- [The exercise]: Copy out every line below, from the line containing "of the outboard" down to the line containing "[(336, 123)]", leaving the other lines unchanged. Shift each x and y coordinate in the answers by adding 19 to it.

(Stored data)

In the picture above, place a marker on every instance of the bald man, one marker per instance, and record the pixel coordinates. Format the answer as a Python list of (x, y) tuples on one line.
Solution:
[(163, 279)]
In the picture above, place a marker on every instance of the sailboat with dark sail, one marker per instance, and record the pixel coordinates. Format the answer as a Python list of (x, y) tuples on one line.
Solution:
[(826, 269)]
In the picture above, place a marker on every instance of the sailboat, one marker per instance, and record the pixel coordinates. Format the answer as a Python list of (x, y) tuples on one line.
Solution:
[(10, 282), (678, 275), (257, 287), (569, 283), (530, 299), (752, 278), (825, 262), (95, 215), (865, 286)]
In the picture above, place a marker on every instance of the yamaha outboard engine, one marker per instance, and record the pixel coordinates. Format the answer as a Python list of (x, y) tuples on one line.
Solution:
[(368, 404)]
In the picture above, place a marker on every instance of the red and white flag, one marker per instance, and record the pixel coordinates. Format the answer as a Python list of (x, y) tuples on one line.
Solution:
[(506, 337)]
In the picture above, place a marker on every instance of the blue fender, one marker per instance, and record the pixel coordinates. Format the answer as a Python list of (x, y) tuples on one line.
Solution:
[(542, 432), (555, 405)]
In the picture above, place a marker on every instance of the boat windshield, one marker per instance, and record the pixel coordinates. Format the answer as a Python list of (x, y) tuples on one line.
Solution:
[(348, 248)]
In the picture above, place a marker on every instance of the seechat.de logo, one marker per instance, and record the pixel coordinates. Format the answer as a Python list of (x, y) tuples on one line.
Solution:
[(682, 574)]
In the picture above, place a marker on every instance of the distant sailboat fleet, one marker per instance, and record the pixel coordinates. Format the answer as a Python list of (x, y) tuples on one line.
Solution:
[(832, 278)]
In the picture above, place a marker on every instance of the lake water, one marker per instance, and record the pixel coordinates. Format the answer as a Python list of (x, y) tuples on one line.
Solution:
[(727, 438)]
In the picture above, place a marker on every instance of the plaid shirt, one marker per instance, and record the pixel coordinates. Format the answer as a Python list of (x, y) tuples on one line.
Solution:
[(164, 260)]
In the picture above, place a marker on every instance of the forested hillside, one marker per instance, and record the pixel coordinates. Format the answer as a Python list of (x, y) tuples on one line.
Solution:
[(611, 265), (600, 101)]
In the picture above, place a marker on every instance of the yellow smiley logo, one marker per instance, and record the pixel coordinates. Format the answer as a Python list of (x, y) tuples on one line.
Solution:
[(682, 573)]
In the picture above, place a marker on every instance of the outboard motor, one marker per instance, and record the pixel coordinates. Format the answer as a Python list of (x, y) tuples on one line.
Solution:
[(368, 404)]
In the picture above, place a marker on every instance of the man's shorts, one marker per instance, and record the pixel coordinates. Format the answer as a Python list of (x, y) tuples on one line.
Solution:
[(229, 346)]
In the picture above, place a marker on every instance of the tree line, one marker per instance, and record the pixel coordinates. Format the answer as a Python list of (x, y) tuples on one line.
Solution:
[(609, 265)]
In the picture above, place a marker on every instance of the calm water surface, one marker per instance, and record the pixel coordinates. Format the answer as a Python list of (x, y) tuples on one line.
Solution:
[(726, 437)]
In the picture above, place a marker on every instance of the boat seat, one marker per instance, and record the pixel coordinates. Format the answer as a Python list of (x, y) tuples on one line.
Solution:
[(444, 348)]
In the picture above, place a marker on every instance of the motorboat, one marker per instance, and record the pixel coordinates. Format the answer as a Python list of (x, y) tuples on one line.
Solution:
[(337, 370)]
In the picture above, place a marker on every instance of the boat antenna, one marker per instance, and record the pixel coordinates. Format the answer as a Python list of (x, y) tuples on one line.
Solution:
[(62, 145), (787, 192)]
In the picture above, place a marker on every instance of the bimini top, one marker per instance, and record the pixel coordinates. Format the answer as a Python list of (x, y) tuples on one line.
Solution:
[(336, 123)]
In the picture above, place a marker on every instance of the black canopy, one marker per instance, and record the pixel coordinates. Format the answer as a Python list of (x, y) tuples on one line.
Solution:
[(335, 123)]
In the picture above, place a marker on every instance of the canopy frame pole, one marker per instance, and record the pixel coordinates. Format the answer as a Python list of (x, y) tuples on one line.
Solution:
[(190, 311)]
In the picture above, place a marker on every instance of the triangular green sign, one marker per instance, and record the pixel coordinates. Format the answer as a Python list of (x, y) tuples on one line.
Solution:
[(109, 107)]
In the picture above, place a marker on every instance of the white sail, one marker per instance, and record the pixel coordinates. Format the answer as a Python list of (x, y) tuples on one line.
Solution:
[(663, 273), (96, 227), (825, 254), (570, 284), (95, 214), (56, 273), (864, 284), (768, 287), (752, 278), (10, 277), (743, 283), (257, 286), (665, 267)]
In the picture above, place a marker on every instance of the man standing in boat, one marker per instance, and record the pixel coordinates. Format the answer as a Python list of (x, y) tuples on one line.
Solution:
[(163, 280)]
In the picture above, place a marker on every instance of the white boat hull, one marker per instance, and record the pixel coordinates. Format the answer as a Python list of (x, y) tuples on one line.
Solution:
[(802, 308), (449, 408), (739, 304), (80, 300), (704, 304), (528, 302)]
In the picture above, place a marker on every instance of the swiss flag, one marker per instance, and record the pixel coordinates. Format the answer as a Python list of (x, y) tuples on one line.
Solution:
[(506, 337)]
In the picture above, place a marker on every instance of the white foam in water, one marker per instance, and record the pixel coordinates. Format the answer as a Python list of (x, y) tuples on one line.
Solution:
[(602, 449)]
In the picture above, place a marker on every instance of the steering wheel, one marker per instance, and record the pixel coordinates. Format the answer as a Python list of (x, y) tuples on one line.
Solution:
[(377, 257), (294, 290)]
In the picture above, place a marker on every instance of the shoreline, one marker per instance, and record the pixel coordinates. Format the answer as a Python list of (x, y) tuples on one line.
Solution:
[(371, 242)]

- [The result]:
In the picture above, place a marker on every instance of the outboard motor, one marker per instance, and record the pixel coordinates. Format the answer as a Python list of (x, y) tuples on one line.
Solution:
[(387, 423)]
In the picture above, place a marker on every instance of the man's shorts, one marker per instance, and record the pixel coordinates. Format the answer as a Python list of (x, y) tuples on one line.
Solution:
[(248, 365)]
In the picture above, place a marker on every instance of the tree line, one marker per instance, and record the pixel coordinates. Format the answer as a Python list of (x, y) tuples on one line.
Solution:
[(628, 284)]
In the picture above, place a marker on every instance of the calm water surface, one marker per instance, and record the pixel coordinates. Format the answer as a Python list of (x, y) tuples on one line.
Solution:
[(745, 456)]
In the picture above, place a marker on every instance of the boat seat, one marker per instance, and record the pixel coordinates. Format the answer as a Python list of (x, y) tuples on one line.
Solution:
[(463, 367)]
In the picture above, place a marker on every instance of the motorboat, one marker per instance, and record the pixel coordinates. Format the answer as a Python list of (x, y) tuples on one line.
Solution:
[(356, 389)]
In the picture above, place a marker on every instance of the boat antenna, one marker per instance, and record the pixel coordinates. Format the answer as a Python list of (x, y) tuples on one line.
Solution:
[(81, 164), (806, 211)]
In the picture above, place a marker on every instance of the bimini top, one marker per instance, and record the pixel coordinates. Format the answer as a Python list of (x, y) tuples on one line.
Solution:
[(355, 142)]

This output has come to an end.